» QUOTED TEXT:
__________

Last year, New York’s saltwater license generated $2.4 million. According to the Governor’s budget office, the state will lose an estimated $1.4 million in federal sportfishing aid that was anticipated in 2012-13. Furthermore, the Bureau of Marine Resources will be required to expend a significant amount of staff time and money on the free registry. That will take resources away from critical research, management and habitat conservation programs, not to mention law enforcement.
The funds to pay for the creation and maintenance of the registry will likely have to come from NY’s Conservation Fund. In other words, the state’s hunters and freshwater anglers who, for decades, paid a license fee into the Conservation Fund will see a reduction in services that benefit freshwater fish and game diverted so that salt water anglers won’t have to pay for a license.
Certainly there’s been discussion in both NJ and NY about other ways to fund their marine bureaus. A specialty license plate and a scratch-off lottery are among the top prospects advocated by the “free” registry folks. Yet, in New York, a marine-resources license plate has been offered for years. Very few people know about it and even fewer buy it. If anglers won't pay $10 for a license, it’s not reasonable to believe they would buy a more expensive license plate.

__________

» REQUIREMENT 1:
Using the passage on New York's saltwater license, answer each question:
(a) How much did New York's saltwater license generate last year?
(b) From which fund will the money for creating and maintaining the registry likely have to come?
(c) Which two funding ideas are among the top prospects advocated by the "free" registry folks?
» REQUIREMENT 2: How would you sum up the passage on New York's saltwater license in two sentences?
» REQUIREMENT 3: Reproduce the passage on New York's saltwater license word for word, beginning at the words "Certainly there’s been" and stopping after "expensive license plate.".

» Boundary annotation records:
__________

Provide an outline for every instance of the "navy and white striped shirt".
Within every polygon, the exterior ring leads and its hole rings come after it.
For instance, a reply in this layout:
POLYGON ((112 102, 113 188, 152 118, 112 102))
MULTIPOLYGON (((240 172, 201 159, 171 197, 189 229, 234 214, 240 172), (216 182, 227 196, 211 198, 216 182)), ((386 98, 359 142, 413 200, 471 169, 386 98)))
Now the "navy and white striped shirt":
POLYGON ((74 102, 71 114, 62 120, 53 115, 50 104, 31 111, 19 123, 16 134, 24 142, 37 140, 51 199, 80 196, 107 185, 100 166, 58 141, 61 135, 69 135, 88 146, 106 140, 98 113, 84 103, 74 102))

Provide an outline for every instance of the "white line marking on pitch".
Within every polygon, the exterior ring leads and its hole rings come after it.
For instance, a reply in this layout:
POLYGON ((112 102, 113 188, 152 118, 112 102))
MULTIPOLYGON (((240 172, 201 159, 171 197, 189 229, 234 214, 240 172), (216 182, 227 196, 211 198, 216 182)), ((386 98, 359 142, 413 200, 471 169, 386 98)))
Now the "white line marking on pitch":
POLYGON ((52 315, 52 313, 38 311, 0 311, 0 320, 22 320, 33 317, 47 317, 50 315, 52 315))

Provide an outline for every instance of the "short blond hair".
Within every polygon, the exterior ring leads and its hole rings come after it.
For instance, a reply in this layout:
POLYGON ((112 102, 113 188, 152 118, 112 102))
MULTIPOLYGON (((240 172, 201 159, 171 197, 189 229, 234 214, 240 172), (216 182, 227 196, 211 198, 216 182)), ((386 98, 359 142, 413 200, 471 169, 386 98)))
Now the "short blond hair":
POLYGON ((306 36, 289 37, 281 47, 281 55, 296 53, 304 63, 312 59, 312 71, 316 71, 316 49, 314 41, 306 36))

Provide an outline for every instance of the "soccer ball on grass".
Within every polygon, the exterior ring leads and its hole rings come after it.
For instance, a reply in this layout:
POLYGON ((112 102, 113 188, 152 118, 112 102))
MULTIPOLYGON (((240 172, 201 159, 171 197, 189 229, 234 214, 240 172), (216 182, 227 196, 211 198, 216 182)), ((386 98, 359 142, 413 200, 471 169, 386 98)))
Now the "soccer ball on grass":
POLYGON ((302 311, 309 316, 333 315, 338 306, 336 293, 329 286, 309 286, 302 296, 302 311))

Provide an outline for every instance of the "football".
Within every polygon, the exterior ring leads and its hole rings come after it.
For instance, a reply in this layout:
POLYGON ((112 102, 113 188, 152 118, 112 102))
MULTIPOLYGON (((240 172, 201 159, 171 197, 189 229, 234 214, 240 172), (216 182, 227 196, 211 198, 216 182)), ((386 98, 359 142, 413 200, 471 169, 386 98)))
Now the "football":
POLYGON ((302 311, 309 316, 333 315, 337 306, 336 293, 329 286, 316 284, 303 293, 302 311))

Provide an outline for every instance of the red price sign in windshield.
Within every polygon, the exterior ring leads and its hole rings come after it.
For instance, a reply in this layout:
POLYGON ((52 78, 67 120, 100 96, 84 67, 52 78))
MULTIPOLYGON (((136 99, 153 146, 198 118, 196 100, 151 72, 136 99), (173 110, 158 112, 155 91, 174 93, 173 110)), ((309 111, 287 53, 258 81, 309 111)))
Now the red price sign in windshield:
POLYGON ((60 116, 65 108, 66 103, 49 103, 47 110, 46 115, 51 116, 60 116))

__________

» FINAL ANSWER 1:
(a) $2.4 million.
(b) NY's Conservation Fund.
(c) A specialty license plate and a scratch-off lottery.

» FINAL ANSWER 2: With a free registry, New York will lose an estimated $1.4 million in anticipated federal sportfishing aid, and the Bureau of Marine Resources will have to spend staff time and money that would otherwise go to research, management, habitat conservation and law enforcement. The registry will likely be paid for from the Conservation Fund, which will reduce services for hunters and freshwater anglers, and a specialty license plate looks like a doubtful alternative because few people buy the marine-resources plate New York already offers.

» FINAL ANSWER 3:
Certainly there’s been discussion in both NJ and NY about other ways to fund their marine bureaus. A specialty license plate and a scratch-off lottery are among the top prospects advocated by the “free” registry folks. Yet, in New York, a marine-resources license plate has been offered for years. Very few people know about it and even fewer buy it. If anglers won't pay $10 for a license, it’s not reasonable to believe they would buy a more expensive license plate.